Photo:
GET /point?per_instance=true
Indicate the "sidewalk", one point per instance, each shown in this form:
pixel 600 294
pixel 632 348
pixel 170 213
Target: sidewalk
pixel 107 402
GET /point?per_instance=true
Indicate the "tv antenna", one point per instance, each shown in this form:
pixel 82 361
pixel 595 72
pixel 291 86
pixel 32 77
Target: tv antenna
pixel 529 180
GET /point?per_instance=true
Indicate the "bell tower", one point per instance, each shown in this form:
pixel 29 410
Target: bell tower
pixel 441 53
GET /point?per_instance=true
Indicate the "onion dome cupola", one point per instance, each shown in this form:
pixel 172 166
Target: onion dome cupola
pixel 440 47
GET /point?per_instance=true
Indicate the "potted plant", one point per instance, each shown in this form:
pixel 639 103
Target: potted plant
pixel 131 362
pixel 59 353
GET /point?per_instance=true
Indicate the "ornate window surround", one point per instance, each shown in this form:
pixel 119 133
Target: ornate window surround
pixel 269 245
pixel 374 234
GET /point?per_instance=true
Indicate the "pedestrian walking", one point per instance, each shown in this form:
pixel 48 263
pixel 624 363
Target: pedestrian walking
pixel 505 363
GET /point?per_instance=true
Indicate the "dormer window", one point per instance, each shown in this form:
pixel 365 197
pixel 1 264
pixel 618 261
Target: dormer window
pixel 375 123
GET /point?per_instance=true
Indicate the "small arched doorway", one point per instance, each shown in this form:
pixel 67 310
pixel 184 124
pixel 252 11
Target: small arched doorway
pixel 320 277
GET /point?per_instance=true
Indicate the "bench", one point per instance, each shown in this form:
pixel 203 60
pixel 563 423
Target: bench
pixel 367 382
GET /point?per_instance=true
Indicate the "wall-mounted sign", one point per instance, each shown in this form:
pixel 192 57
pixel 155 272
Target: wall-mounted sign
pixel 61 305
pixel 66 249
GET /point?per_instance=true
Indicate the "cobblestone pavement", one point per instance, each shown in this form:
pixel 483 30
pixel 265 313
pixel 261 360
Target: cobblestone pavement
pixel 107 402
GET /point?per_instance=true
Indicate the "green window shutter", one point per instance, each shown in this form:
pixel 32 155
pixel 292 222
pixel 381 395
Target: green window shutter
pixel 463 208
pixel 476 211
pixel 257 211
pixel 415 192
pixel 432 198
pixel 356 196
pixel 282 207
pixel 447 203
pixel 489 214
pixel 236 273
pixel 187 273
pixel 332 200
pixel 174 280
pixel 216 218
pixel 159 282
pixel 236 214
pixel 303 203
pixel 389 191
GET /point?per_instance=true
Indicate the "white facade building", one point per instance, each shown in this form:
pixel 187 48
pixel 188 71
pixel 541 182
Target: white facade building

□ □ □ □

> What is expected
Exactly as written, please output every entry.

> Exercise response
Photo:
GET /point?per_instance=true
Indicate the "sidewalk", one point per instance, each shown in this form:
pixel 600 294
pixel 632 348
pixel 170 213
Target: sidewalk
pixel 107 402
GET /point?per_instance=true
Indicate the "tv antenna", one point per instance, each shown in this form:
pixel 82 361
pixel 595 72
pixel 291 86
pixel 32 77
Target: tv antenna
pixel 529 180
GET /point?per_instance=true
Indicate the "bell tower", one point per instance, each shown in this form:
pixel 29 410
Target: bell tower
pixel 441 53
GET /point?per_instance=true
Indicate the "onion dome cupola", one point per instance, each shown in this form:
pixel 172 166
Target: onion dome cupola
pixel 440 47
GET /point?per_instance=true
Indicate the "potted plant", one point per instance, each shown in this form:
pixel 639 103
Target: potted plant
pixel 131 362
pixel 59 353
GET /point?per_instance=true
Indicate the "ornate window surround", one point per instance, each shown in this form:
pixel 119 133
Target: ornate window surround
pixel 269 245
pixel 374 234
GET /point?per_instance=true
Indicate the "pedestrian walking", one point per instance, each shown in this form:
pixel 48 263
pixel 624 363
Target: pedestrian walking
pixel 505 363
GET /point?per_instance=true
Indicate the "dormer window", one point per instance, each shown in this form:
pixel 365 197
pixel 1 264
pixel 618 261
Target: dormer window
pixel 375 123
GET /point?per_instance=true
Indicate the "small arched doorway", one point per instance, each shown in this form:
pixel 67 310
pixel 184 124
pixel 252 11
Target: small arched doorway
pixel 320 277
GET /point?per_instance=true
Indicate the "bench", one point per instance, each shown in this form:
pixel 203 60
pixel 563 423
Target: bench
pixel 367 382
GET /point?per_instance=true
Indicate the "wall-mounted sign", one point per instance, each shown in this form:
pixel 192 57
pixel 155 272
Target: wall-mounted sign
pixel 61 305
pixel 66 249
GET /point?per_instance=true
Indicate the "cobblestone pavement", one point per instance, each shown in this form:
pixel 483 30
pixel 265 313
pixel 261 360
Target: cobblestone pavement
pixel 107 402
GET /point?per_instance=true
Indicate the "green window shutter", one point per instance, each shown in this form:
pixel 32 155
pixel 292 222
pixel 381 395
Target: green window shutter
pixel 463 208
pixel 476 211
pixel 257 211
pixel 415 192
pixel 432 198
pixel 356 196
pixel 282 207
pixel 447 203
pixel 489 214
pixel 236 273
pixel 187 273
pixel 332 200
pixel 174 280
pixel 216 218
pixel 159 282
pixel 236 214
pixel 303 203
pixel 389 191
GET /point?per_instance=true
Indicate the "white facade building", one point per instance, each shown in this form:
pixel 187 48
pixel 188 71
pixel 541 182
Target: white facade building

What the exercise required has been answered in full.